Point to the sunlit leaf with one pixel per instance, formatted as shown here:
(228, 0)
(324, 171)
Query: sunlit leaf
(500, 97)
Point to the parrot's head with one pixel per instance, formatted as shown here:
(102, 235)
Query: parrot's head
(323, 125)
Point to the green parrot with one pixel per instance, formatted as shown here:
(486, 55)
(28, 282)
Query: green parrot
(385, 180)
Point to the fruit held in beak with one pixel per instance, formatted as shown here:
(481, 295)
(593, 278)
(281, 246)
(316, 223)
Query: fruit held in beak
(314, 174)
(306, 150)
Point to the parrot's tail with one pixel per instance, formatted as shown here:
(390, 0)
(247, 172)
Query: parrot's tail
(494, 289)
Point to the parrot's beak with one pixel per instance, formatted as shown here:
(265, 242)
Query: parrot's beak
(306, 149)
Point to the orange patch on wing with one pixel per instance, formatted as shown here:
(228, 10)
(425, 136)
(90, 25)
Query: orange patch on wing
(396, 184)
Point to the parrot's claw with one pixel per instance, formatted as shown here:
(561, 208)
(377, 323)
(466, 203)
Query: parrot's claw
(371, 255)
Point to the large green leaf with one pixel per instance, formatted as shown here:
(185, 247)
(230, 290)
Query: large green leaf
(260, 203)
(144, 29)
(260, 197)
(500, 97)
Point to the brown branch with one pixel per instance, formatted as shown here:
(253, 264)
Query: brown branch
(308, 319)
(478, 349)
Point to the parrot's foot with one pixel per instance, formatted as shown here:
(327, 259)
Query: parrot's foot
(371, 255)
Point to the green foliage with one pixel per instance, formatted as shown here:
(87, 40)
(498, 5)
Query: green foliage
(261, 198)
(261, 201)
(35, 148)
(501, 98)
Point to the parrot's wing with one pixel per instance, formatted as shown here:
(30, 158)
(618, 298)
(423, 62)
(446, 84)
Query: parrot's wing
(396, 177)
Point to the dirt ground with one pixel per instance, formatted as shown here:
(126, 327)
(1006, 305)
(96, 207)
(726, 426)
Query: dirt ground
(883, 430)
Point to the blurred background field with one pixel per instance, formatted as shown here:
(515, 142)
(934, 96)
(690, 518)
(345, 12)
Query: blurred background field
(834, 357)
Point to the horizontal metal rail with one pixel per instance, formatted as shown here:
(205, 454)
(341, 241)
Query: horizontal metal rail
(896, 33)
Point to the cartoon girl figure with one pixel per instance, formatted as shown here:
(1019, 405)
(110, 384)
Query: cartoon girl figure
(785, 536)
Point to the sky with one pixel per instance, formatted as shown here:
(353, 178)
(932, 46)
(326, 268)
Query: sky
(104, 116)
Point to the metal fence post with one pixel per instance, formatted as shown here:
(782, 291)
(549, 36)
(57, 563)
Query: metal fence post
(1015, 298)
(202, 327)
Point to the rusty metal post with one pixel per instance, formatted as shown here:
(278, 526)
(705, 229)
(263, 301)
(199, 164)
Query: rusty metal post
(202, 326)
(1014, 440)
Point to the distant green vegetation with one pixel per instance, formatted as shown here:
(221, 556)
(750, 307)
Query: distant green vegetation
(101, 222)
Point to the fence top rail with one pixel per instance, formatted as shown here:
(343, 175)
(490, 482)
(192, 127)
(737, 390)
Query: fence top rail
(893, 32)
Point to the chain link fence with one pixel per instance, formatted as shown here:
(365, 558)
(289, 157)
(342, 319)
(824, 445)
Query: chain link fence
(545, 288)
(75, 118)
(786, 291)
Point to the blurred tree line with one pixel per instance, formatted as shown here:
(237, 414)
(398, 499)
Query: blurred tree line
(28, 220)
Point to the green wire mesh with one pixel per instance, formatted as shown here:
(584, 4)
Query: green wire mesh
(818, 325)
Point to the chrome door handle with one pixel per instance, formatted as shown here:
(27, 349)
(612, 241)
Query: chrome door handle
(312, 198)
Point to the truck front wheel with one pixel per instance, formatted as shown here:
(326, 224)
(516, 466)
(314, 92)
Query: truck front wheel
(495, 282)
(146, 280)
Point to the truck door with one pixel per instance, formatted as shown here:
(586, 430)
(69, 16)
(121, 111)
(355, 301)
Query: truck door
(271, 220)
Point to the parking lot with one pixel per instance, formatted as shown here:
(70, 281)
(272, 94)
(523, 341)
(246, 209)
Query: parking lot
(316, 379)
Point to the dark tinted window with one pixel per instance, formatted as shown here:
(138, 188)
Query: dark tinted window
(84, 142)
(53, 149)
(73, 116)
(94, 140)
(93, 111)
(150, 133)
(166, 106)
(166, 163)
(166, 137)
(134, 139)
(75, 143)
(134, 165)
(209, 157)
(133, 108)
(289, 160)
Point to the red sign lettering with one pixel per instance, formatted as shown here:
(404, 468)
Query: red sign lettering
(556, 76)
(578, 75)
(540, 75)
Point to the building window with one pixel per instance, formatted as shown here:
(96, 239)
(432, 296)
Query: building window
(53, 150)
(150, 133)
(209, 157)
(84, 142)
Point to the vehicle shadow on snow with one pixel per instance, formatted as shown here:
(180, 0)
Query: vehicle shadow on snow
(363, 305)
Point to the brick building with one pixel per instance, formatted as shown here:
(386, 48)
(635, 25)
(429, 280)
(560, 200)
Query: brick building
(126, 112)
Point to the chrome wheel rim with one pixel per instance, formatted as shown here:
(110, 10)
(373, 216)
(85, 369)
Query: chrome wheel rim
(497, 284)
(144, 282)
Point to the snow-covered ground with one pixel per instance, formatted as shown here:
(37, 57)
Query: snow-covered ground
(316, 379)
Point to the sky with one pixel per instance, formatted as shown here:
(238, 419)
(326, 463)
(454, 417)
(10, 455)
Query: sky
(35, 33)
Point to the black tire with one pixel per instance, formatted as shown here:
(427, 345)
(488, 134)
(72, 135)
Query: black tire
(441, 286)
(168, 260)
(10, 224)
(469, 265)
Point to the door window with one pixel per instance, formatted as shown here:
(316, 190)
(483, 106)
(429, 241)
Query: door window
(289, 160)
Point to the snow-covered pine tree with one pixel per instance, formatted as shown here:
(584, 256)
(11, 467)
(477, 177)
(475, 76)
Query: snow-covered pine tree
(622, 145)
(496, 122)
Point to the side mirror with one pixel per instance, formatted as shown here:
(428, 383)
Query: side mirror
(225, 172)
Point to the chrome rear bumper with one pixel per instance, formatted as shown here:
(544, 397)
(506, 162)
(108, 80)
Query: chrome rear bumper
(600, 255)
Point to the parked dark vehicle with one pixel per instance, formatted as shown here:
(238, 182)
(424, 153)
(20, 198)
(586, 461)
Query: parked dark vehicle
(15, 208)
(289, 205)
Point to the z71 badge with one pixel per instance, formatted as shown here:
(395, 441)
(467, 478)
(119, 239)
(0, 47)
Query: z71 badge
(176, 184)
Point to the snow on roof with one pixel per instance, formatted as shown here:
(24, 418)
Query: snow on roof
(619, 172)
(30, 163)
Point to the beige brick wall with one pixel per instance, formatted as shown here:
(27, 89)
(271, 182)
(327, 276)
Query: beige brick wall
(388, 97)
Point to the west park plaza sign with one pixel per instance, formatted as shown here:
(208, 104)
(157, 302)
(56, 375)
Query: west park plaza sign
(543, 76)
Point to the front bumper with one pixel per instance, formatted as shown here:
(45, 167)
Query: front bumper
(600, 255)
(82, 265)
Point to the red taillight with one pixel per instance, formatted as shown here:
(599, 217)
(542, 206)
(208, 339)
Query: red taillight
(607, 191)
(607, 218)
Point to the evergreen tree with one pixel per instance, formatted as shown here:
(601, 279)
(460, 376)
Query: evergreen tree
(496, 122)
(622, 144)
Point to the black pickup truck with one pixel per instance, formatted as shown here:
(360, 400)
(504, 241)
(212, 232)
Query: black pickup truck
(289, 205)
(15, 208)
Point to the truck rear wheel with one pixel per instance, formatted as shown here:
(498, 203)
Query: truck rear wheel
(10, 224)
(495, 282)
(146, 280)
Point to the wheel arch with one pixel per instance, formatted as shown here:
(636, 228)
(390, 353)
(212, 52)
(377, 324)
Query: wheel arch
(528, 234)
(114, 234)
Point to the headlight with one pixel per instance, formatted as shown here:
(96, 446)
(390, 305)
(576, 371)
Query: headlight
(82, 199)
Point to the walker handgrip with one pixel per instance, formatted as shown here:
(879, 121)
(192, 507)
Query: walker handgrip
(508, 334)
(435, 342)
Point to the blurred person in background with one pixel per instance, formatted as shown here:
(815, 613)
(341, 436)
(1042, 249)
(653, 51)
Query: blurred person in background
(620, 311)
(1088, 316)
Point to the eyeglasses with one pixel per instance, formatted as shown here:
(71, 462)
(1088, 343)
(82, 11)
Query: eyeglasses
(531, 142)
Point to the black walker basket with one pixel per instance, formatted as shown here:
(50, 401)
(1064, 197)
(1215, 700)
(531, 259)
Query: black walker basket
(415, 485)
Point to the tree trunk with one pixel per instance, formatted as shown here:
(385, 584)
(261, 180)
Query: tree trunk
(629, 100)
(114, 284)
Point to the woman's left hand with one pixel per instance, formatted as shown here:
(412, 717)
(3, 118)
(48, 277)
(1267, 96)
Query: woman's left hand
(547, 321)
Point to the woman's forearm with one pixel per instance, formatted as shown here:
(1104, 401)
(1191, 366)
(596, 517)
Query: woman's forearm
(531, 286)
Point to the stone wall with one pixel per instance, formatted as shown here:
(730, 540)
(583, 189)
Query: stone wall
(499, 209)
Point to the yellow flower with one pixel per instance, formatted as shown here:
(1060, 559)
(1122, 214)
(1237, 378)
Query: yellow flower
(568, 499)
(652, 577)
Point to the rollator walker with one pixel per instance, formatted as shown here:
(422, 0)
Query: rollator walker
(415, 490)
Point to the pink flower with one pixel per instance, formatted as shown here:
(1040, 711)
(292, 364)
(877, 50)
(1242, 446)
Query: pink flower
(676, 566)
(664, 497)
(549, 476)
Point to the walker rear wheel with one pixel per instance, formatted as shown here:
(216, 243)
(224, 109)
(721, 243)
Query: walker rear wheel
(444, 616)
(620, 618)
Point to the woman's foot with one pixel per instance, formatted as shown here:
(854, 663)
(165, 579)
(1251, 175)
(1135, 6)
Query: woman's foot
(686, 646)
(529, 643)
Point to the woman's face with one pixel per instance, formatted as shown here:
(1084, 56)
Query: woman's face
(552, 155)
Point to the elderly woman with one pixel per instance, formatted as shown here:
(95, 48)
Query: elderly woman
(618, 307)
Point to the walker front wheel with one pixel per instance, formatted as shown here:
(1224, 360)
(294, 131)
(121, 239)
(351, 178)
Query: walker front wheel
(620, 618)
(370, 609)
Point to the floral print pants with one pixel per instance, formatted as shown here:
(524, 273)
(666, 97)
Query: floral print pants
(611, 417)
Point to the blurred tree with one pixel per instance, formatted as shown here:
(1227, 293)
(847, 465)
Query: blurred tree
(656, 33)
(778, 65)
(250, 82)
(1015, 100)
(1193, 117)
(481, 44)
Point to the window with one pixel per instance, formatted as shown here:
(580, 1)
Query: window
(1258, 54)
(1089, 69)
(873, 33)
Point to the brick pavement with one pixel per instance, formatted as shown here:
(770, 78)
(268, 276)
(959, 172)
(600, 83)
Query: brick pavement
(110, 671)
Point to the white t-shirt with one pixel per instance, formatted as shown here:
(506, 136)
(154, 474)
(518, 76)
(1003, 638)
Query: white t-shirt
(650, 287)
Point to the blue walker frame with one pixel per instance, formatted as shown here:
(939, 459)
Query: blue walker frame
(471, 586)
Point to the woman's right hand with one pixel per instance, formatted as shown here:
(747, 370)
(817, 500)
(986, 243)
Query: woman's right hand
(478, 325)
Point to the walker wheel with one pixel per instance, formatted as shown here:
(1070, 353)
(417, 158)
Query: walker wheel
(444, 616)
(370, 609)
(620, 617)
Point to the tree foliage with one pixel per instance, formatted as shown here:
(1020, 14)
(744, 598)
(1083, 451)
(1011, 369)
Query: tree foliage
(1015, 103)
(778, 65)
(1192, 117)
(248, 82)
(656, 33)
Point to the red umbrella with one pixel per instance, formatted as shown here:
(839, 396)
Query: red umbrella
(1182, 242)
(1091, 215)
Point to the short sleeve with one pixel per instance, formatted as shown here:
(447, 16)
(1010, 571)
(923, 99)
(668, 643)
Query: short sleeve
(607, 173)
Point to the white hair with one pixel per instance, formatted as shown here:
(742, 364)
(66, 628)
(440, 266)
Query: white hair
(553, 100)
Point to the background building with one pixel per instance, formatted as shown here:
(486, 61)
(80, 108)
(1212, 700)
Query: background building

*Stated problem*. Output exactly the lines above, from the one holding "Point to the blue" through the end of the data, including the first and last.

*Exercise solution*.
Point to the blue walker frame with one pixel per instance, formatted as shown here:
(939, 459)
Query: blue walker frame
(471, 586)
Point to the woman's right hand with one pixel per instance, formatted as shown here:
(747, 370)
(817, 500)
(986, 243)
Query: woman's right hand
(478, 325)
Point to the walker wheel with one pixel per instance, formatted as shown here:
(1070, 353)
(417, 158)
Query: walker wheel
(444, 616)
(370, 609)
(620, 617)
Point to the tree foliage with one pixel per instance, formatted as shown here:
(1020, 14)
(744, 598)
(1083, 451)
(1011, 369)
Query: tree foliage
(1015, 103)
(778, 65)
(1192, 117)
(248, 82)
(656, 33)
Point to the red umbrella with one pixel per instance, formatted as shown here:
(839, 396)
Query: red umbrella
(1182, 242)
(1091, 215)
Point to the short sleeve with one pixel per instance, formatted as shown here:
(447, 16)
(1010, 571)
(923, 99)
(668, 643)
Query: short sleeve
(607, 173)
Point to the white hair with one pixel per instance, formatted as shown here:
(742, 364)
(66, 628)
(440, 266)
Query: white hair
(553, 100)
Point to the background building with one pixel per instance, formatted as shown here:
(486, 61)
(80, 108)
(1212, 700)
Query: background building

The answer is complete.